> [PROBLEM TO WORK ON]: What do the lines say from the one containing "Detect umbrella. Use" to the end of the records? Restate them word for word, and only those.

*** INPUT

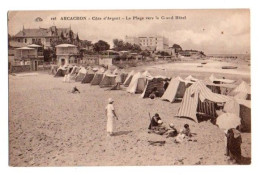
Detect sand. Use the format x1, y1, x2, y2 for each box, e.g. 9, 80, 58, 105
9, 60, 251, 166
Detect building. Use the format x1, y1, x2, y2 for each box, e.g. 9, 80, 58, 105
13, 44, 44, 72
125, 35, 169, 51
12, 26, 76, 49
55, 44, 79, 66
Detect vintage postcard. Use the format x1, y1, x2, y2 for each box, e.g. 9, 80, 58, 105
8, 10, 251, 166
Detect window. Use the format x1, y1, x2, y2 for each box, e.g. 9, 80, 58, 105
18, 39, 20, 42
25, 39, 27, 43
32, 39, 35, 43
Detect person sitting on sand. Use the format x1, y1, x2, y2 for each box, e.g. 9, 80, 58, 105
148, 113, 162, 129
151, 120, 169, 135
166, 123, 178, 138
149, 87, 160, 99
180, 124, 192, 137
71, 86, 80, 93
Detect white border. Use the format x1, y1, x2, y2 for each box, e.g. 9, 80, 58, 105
1, 0, 259, 175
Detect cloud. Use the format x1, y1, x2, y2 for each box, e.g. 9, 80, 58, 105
8, 10, 250, 54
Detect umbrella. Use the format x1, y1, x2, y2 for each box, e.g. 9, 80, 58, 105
216, 113, 241, 130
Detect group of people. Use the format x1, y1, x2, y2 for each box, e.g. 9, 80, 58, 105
148, 113, 192, 143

******

> [ANSWER TO THE PROBLEM]:
Detect umbrella. Use the format x1, y1, x2, y2 for each box, e.g. 9, 80, 58, 105
216, 113, 241, 130
Detect group of people. Use the format x1, y1, x2, y2 for each box, e.g. 9, 80, 58, 105
148, 113, 192, 143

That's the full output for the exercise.